Modes of implementing the most immediate proposals:

  1. Organization and cost of the CIC Summer Institute for English Studies. We envision a three-year pilot program for the Summer Institute. The Institute will rotate among member campuses; Ann Arbor has been proposed as the initial site, as early as summer, 2008. If the first institute is to be summer, 2008, CIC Heads and graduate directors in late spring, 2007, will issue a call to their faculties for competitive proposals for topics, teachers, and guests of the Institute. A meeting of Heads and graduate directors by the end of fall semester, 2007, will determine which proposal of topic, faculty, etc., shall be the leading one. Applications from students competing for a place in the Institute will be judged by their local directors of Graduate Studies and their local Graduate Studies Committees by the middle of spring semester, 2008. Cost: We estimate the cost of faculty salaries, guest honoraria, and graduate student transportation and housing, over the three-year pilot program, will require a commitment of $10,000-$13,000 per year per institution (a $10,000 commitment would be minimal). Enhancement of the profile of CIC graduate programs in English; and consequent enrichment of graduate student education, of graduate student recruitment, and of degree holders’ placement prospects, is well worth the cost.
  2. CIC Fellows. Given current limited resources for this initiative, we have agreed to initiate the Fellows program immediately, to whatever extent may be possible, for the academic year 2007-2008. Accordingly, no later than April 1, 2007, CIC graduate directors in English will exchange information about degree holders who are available for possible designation and appointment as CIC Fellows. At a follow-up meeting in Chicago in late April, 2007, Heads of English and graduate directors will assess candidates for designation as Fellows, and will decide on the currently practicable sites of Fellows’ placements.

→ SUPPLIED RECORDS:
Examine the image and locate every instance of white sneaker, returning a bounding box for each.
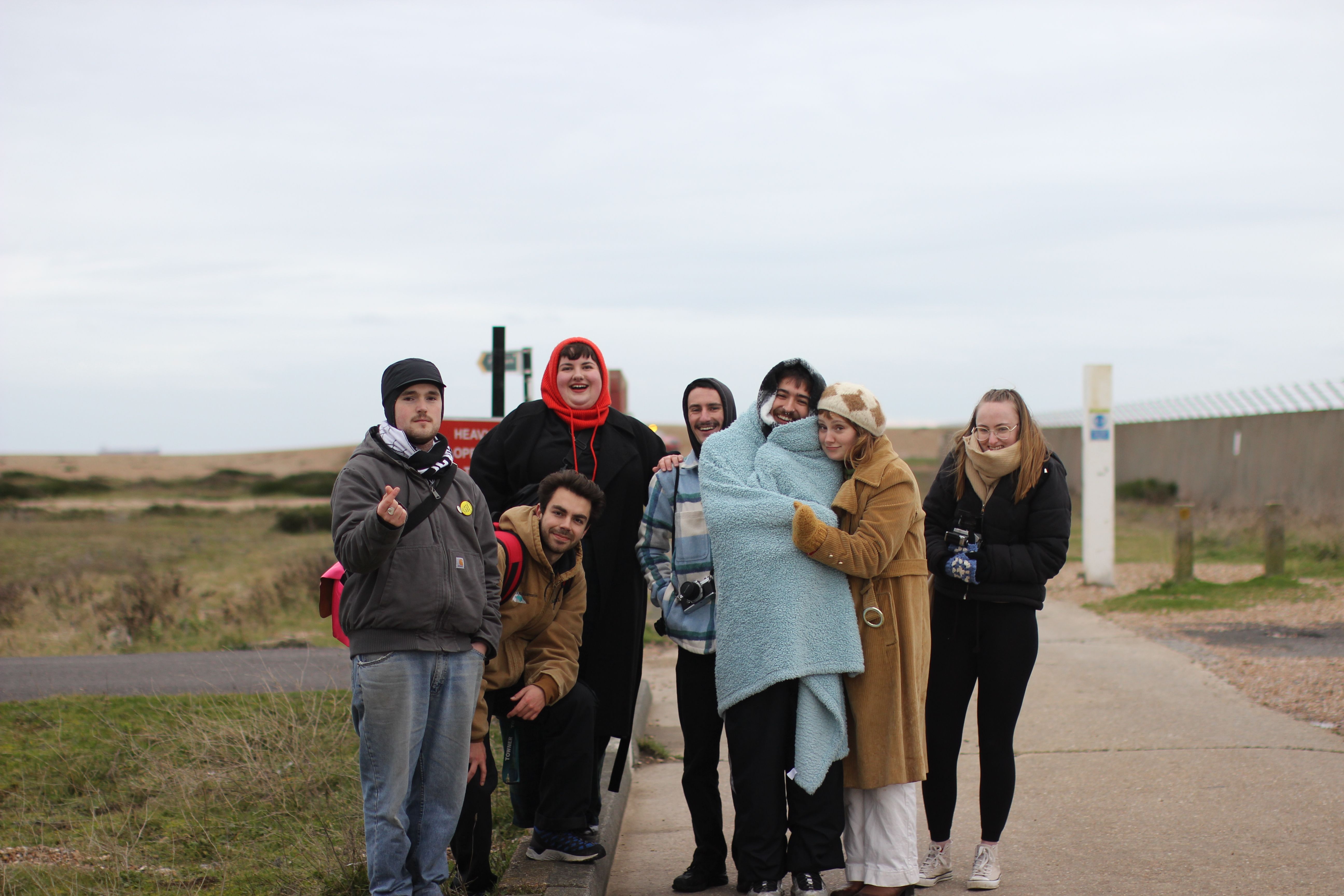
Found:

* * *

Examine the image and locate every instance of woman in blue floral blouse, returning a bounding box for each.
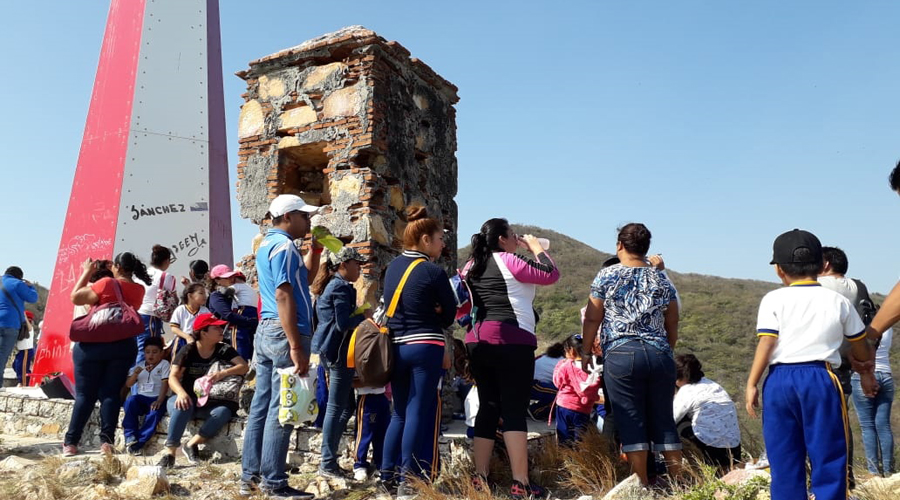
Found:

→ WHAT IS NEEDED: Rewrite the CIC proposal text from "2. CIC Fellows." to "of Fellows’ placements.", using "early May" in place of "late April".

→ EXERCISE ANSWER:
2. CIC Fellows. Given current limited resources for this initiative, we have agreed to initiate the Fellows program immediately, to whatever extent may be possible, for the academic year 2007-2008. Accordingly, no later than April 1, 2007, CIC graduate directors in English will exchange information about degree holders who are available for possible designation and appointment as CIC Fellows. At a follow-up meeting in Chicago in early May, 2007, Heads of English and graduate directors will assess candidates for designation as Fellows, and will decide on the currently practicable sites of Fellows’ placements.